--- BEGIN TEXT SHOWN ---

On the other hand, Christ rose from the dead, conquered death to live forever, and all those who are in Christ are part of that eternal harvest of life. Look at verse 22, summing it up: “As in Adam all die; so also in Christ all will be made alive.” One by natural descent and one by supernatural descent. One by physical descent and one by spiritual descent.
Now you look at that and you say, “Wait a minute; as in Adam all die, so also in Christ all will be made alive. Does that mean that everybody is going to be saved?” No. The first all includes all who are in Adam; the second all includes all who are in Christ. All who are in Adam die; all who are in Christ are made alive. That’s resurrection. That’s resurrection.
So it all starts with the resurrection of the Redeemer, the resurrection of the Redeemer. His resurrection is the first fruits, the guarantee, the demonstration of the character of the resurrection of all who are in Him. He rose bodily, literally, in a glorified form that had marks from His previous body: nail prints, spear print. He could eat, walk, talk. That is the first resurrection in the first resurrection.

--- END TEXT SHOWN ---
--- BEGIN INFORMATION GIVEN ---

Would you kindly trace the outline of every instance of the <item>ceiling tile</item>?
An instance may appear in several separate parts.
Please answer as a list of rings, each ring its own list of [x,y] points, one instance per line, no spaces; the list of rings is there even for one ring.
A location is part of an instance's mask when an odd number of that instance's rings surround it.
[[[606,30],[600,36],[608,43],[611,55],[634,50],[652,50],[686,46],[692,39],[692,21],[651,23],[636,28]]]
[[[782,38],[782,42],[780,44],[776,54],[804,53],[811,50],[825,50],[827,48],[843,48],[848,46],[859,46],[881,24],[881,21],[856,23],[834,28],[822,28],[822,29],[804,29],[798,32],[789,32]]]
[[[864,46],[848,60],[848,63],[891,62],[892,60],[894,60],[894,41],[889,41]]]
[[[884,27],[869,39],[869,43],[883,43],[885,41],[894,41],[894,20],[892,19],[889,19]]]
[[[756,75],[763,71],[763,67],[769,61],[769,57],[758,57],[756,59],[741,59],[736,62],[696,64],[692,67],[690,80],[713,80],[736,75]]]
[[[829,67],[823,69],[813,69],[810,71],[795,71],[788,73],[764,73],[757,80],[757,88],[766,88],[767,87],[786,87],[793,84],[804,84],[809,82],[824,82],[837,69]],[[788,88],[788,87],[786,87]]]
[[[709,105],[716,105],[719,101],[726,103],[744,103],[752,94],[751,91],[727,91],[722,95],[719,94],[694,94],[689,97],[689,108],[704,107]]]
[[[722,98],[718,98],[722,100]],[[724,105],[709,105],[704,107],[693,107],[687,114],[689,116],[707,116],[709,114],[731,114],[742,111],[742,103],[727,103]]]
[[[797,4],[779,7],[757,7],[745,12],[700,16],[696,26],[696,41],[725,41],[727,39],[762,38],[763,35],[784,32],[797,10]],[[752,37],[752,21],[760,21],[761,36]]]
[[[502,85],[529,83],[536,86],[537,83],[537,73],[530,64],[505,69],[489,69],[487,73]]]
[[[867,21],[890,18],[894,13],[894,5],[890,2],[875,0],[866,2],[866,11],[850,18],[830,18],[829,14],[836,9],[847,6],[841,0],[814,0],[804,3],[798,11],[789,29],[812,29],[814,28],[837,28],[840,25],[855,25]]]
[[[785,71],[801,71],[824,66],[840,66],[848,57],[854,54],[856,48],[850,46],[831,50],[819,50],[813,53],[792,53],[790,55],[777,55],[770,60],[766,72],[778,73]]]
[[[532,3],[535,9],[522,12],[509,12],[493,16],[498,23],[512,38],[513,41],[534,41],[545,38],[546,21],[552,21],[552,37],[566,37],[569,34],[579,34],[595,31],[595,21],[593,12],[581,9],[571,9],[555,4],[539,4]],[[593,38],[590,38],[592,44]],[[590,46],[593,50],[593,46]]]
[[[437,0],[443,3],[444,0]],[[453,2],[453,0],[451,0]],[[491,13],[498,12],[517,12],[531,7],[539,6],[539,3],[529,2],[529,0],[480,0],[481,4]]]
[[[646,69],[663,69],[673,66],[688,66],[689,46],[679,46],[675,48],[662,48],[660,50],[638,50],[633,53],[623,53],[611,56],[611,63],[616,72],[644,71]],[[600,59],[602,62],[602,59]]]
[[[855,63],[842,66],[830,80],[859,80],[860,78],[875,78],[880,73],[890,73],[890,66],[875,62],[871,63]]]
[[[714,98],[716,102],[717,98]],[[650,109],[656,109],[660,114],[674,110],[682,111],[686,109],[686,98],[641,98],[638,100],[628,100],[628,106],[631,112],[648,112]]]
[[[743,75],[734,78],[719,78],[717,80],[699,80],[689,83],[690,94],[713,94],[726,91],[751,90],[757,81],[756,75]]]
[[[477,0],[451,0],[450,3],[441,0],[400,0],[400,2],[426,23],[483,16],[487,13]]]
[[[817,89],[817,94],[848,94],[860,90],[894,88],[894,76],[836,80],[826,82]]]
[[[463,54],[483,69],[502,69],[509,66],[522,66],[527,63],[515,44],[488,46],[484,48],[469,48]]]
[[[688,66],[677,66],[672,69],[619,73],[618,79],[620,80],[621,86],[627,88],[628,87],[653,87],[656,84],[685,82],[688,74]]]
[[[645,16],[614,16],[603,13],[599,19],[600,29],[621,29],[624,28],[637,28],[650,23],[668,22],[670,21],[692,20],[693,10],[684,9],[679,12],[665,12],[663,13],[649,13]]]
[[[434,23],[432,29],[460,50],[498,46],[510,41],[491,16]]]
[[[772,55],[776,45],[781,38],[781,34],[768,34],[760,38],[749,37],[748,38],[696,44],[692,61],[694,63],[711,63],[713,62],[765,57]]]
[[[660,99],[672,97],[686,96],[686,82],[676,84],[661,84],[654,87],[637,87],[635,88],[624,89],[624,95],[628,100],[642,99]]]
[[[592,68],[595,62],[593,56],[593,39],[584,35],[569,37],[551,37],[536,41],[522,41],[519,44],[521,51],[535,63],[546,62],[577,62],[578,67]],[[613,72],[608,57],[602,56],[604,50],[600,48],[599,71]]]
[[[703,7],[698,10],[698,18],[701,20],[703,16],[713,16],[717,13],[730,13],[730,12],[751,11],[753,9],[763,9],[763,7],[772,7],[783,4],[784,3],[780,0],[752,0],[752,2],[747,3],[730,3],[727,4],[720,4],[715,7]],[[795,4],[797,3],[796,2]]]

--- END INFORMATION GIVEN ---

YOUR TASK:
From the resurrection passage above, reproduce word for word the portion starting with "So it all starts" and going on through "the first resurrection.".

EXERCISE SOLUTION:
So it all starts with the resurrection of the Redeemer, the resurrection of the Redeemer. His resurrection is the first fruits, the guarantee, the demonstration of the character of the resurrection of all who are in Him. He rose bodily, literally, in a glorified form that had marks from His previous body: nail prints, spear print. He could eat, walk, talk. That is the first resurrection in the first resurrection.